Aufgabenstellung:
Tausche in den Zeilen vom Anfang bis einschließlich der Zeile mit „[[1384, 444], [1113, 475]]“ das Wort „mountain“ gegen „hill“ aus. Gib nur diesen Abschnitt vollständig und ansonsten unverändert wieder.

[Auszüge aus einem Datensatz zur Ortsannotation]
★ ★ ★ ★ ★

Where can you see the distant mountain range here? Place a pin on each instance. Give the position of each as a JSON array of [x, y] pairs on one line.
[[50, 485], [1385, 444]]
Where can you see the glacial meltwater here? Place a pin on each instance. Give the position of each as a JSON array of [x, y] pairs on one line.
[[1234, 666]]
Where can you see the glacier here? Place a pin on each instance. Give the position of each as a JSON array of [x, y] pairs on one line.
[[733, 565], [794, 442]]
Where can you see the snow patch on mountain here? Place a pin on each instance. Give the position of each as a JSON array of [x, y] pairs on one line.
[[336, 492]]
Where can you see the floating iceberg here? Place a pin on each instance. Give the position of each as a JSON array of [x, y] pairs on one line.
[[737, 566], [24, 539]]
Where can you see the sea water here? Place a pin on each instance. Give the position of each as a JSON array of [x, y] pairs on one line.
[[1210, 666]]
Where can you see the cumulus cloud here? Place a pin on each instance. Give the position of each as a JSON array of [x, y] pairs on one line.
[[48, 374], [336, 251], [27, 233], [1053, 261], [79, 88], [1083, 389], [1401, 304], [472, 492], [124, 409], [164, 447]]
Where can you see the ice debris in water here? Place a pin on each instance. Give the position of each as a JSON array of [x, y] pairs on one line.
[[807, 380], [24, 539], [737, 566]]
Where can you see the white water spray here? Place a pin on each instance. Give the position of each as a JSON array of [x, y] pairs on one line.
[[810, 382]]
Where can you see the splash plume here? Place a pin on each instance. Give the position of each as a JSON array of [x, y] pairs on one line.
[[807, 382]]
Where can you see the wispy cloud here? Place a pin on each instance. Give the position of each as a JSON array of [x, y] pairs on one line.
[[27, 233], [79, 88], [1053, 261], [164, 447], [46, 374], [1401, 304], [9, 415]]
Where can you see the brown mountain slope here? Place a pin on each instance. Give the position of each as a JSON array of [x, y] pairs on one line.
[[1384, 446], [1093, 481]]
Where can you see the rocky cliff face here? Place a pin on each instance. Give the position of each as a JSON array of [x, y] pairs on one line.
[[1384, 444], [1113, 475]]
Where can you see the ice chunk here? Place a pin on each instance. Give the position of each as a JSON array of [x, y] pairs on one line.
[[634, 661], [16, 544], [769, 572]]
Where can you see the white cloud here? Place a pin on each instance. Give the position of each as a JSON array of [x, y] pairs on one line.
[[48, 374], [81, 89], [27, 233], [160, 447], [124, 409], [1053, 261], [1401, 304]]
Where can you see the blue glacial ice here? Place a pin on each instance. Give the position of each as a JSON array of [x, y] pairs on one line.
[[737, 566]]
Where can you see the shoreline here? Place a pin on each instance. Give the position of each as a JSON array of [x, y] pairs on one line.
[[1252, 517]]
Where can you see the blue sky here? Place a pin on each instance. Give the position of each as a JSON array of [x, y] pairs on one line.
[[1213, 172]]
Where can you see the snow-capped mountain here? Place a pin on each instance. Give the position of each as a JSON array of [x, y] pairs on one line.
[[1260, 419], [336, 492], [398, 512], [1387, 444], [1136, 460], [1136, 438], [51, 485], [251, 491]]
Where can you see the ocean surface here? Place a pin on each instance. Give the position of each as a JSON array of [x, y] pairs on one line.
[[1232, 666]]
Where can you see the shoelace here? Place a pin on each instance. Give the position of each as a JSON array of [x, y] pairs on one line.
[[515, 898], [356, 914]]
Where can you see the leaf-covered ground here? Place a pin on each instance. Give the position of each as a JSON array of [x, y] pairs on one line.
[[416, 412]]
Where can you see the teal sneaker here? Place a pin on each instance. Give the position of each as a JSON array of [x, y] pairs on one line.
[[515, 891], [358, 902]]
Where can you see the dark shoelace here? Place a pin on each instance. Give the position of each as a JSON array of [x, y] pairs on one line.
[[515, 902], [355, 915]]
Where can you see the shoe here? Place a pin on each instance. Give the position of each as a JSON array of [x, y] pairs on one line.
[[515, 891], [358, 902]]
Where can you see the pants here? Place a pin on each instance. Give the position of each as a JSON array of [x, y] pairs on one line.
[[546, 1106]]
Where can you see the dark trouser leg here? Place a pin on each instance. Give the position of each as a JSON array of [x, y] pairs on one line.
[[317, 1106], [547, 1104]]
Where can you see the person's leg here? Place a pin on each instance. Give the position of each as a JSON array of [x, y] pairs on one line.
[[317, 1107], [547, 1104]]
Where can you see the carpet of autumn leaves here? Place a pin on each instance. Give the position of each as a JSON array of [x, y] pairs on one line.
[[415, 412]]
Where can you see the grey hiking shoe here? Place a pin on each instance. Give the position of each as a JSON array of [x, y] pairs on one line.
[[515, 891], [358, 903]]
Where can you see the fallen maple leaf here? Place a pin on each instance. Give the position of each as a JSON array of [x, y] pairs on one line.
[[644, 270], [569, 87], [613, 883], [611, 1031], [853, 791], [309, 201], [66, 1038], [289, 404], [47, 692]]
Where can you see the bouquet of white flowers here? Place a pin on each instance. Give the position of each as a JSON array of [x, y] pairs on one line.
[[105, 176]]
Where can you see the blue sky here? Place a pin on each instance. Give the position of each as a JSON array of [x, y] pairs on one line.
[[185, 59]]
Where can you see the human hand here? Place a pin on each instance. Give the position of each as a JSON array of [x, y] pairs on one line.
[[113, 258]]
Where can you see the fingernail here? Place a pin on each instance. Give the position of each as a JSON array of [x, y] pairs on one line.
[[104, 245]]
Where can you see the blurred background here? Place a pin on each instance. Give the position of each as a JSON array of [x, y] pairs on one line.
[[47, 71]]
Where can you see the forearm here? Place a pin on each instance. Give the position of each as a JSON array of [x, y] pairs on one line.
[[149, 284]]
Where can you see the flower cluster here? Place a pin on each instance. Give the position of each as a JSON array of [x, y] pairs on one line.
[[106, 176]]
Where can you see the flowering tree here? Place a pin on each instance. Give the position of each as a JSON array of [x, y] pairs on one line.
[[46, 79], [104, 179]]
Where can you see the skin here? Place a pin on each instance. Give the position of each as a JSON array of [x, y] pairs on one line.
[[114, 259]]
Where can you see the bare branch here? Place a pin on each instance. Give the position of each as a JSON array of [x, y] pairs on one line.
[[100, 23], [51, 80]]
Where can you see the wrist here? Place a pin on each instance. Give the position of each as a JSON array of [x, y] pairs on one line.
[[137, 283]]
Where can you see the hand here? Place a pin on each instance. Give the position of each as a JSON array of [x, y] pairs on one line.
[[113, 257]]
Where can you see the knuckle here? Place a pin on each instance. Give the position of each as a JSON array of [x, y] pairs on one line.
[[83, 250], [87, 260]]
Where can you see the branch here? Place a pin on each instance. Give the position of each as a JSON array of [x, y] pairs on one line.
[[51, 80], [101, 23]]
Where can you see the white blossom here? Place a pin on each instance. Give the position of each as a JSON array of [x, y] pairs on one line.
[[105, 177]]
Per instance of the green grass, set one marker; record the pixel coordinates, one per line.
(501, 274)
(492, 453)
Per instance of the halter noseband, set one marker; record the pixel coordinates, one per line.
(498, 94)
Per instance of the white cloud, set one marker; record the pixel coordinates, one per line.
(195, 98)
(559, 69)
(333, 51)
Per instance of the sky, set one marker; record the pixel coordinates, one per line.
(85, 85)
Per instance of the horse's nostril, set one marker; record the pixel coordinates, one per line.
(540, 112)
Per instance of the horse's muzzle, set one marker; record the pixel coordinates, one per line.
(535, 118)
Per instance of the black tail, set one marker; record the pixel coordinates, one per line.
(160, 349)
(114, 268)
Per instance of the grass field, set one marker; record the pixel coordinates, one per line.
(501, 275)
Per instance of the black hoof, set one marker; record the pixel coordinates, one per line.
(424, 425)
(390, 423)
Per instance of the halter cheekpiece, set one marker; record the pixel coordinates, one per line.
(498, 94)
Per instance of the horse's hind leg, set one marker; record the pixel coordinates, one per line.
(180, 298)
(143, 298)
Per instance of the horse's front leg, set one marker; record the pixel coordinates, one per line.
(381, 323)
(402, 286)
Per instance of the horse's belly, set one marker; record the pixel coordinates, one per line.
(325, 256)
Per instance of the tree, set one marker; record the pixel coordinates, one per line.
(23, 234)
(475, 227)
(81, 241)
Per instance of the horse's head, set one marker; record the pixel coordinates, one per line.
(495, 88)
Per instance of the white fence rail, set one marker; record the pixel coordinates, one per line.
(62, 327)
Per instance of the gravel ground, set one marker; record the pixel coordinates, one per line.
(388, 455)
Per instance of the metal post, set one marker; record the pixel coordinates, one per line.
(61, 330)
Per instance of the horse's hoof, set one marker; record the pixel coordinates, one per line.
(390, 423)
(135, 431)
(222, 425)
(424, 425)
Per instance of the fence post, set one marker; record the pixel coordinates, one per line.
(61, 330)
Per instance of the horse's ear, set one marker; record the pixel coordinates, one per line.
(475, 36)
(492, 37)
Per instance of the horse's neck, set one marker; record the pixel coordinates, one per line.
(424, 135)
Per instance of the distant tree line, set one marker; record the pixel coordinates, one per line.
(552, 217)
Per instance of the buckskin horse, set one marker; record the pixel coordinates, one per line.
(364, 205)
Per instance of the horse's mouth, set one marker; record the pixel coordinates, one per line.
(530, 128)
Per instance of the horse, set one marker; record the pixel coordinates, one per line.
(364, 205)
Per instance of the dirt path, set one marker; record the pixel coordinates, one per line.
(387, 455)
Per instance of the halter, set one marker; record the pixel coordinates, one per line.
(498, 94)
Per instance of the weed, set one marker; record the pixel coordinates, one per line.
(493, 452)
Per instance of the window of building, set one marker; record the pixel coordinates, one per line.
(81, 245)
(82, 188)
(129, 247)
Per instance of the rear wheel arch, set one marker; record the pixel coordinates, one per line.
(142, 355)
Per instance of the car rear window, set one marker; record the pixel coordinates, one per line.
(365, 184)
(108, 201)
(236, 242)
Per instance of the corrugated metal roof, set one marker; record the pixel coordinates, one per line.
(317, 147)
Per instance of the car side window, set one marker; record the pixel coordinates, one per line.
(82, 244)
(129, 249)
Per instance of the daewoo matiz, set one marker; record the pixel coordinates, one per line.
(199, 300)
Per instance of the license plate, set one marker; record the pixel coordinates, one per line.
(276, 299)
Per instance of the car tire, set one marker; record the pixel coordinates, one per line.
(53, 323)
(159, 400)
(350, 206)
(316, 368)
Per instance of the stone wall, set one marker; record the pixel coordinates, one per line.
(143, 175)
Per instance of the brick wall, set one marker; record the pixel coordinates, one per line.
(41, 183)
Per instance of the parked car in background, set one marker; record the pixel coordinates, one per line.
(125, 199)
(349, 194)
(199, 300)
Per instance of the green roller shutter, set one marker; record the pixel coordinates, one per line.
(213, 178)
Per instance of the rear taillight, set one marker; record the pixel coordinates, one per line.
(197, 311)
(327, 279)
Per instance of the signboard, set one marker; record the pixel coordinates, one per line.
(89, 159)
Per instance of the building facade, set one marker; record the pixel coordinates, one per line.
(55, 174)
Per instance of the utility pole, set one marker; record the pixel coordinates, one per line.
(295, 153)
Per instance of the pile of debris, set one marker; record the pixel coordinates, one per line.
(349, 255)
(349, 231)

★ ★ ★ ★ ★

Lösung:
Where can you see the distant hill range here? Place a pin on each instance. Give the position of each as a JSON array of [x, y] pairs on one line.
[[50, 485], [1385, 444]]
Where can you see the glacial meltwater here? Place a pin on each instance. Give the position of each as a JSON array of [x, y] pairs on one line.
[[1234, 666]]
Where can you see the glacier here? Place a pin on each instance. Give the position of each as a JSON array of [x, y] pairs on one line.
[[733, 565], [794, 442]]
Where can you see the snow patch on hill here? Place a pin on each instance. Give the position of each as a JSON array of [x, y] pairs on one line.
[[336, 492]]
Where can you see the floating iceberg here? Place a pin on each instance. Give the position of each as a JSON array of [x, y] pairs on one line.
[[737, 566], [24, 539]]
Where can you see the sea water here? Place a pin on each instance. Give the position of each as a JSON array of [x, y] pairs on one line.
[[1210, 666]]
Where can you see the cumulus cloud here? Place a pin on each instance. Give the position of each as a JSON array of [x, y] pairs on one line.
[[48, 374], [336, 251], [27, 233], [1053, 261], [79, 88], [1083, 389], [1401, 304], [472, 492], [124, 409], [164, 447]]
Where can you see the ice debris in water here? Place a pin on each instance. Give the position of each as a JSON array of [x, y] pairs on one line.
[[807, 380], [24, 539], [737, 566]]
Where can you see the white water spray here? Place a pin on each instance. Give the position of each as a JSON array of [x, y] pairs on one line.
[[810, 382]]
Where can you see the splash plume here? Place a pin on each instance. Give the position of each as a JSON array of [x, y] pairs on one line.
[[807, 382]]
Where can you see the wispy cloud here? Place a pin on each instance. Give the position of each as a JSON array of [x, y] pairs on one line.
[[27, 233], [79, 88], [1053, 261], [164, 447], [46, 374], [1401, 304], [9, 415]]
Where can you see the brown hill slope here? Place a pin on each instance. Give the position of each as a JSON array of [x, y] pairs on one line.
[[1384, 446], [1093, 481]]
Where can you see the rocky cliff face here? Place a pin on each instance. Give the position of each as a JSON array of [x, y] pairs on one line.
[[1384, 444], [1113, 475]]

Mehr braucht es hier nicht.